**Document**.
Many high-profile instances of police brutality over the past year could have been avoided by addressing law enforcement culture, training, and supervision--and an overhaul of police institutions is crucial to prevent more of those cases, a new study released Thursday concluded.
The Police Executive Research Forum (PERF), a nonprofit policy organization based in Washington, D.C., analyzed several cases in which officers used excessive force as a first-resort means of addressing situations and found that, in departments throughout the country, police do not receive adequate training in communication, crisis intervention, and nonviolent de-escalation of crises.
Instead, a pervasive culture of aggression and competition encourages officers to react with force, even when suspects are unarmed, which has caused "missed opportunities to ratchet down the encounter, to slow things down, to call in additional resources," PERF executive director Chuck Wexler wrote in a summary of the report, Re-Engineering Training On Police Use of Force (pdf).
"Sometimes there is a feeling of competitiveness about it," he wrote. "If an officer slows a situation down and calls for assistance, there is sometimes a feeling that other responding officers will think, 'What, you couldn't handle this yourself?'"
Deescalating tension or calling in additional resources is often perceived as being "antithetical" to police culture.

**What the task asks**. Return the part of the article on police use of force from "Instead, a pervasive" to "to police culture.", copied word for word. The listing that follows comes from a separate source and is unrelated to the article on police use of force.

**Stored data**.
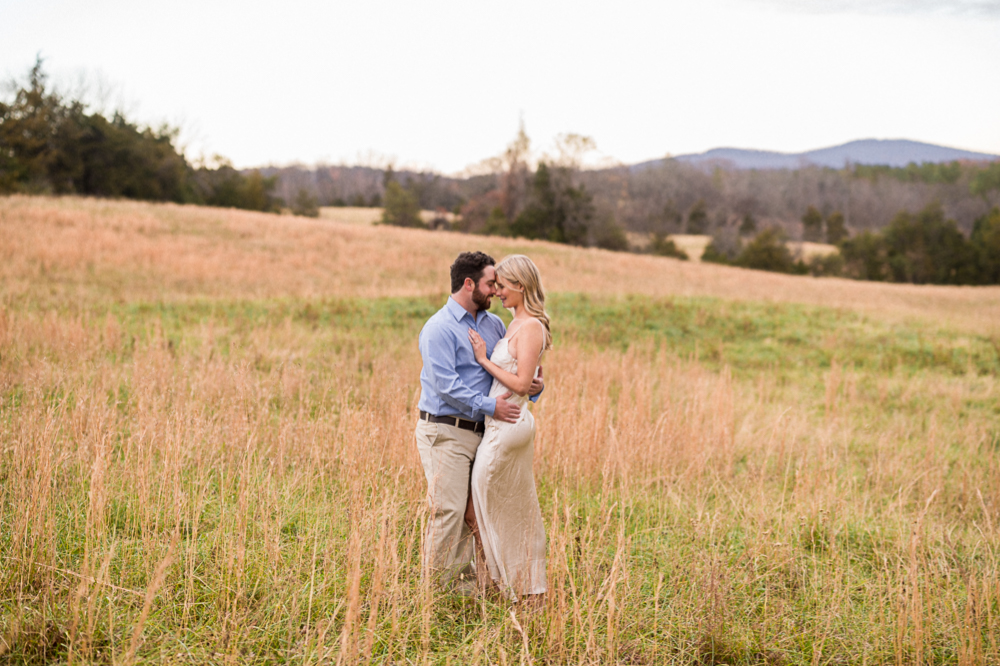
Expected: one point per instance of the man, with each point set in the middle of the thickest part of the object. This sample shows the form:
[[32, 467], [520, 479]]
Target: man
[[453, 404]]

**The solution**.
Instead, a pervasive culture of aggression and competition encourages officers to react with force, even when suspects are unarmed, which has caused "missed opportunities to ratchet down the encounter, to slow things down, to call in additional resources," PERF executive director Chuck Wexler wrote in a summary of the report, Re-Engineering Training On Police Use of Force (pdf).
"Sometimes there is a feeling of competitiveness about it," he wrote. "If an officer slows a situation down and calls for assistance, there is sometimes a feeling that other responding officers will think, 'What, you couldn't handle this yourself?'"
Deescalating tension or calling in additional resources is often perceived as being "antithetical" to police culture.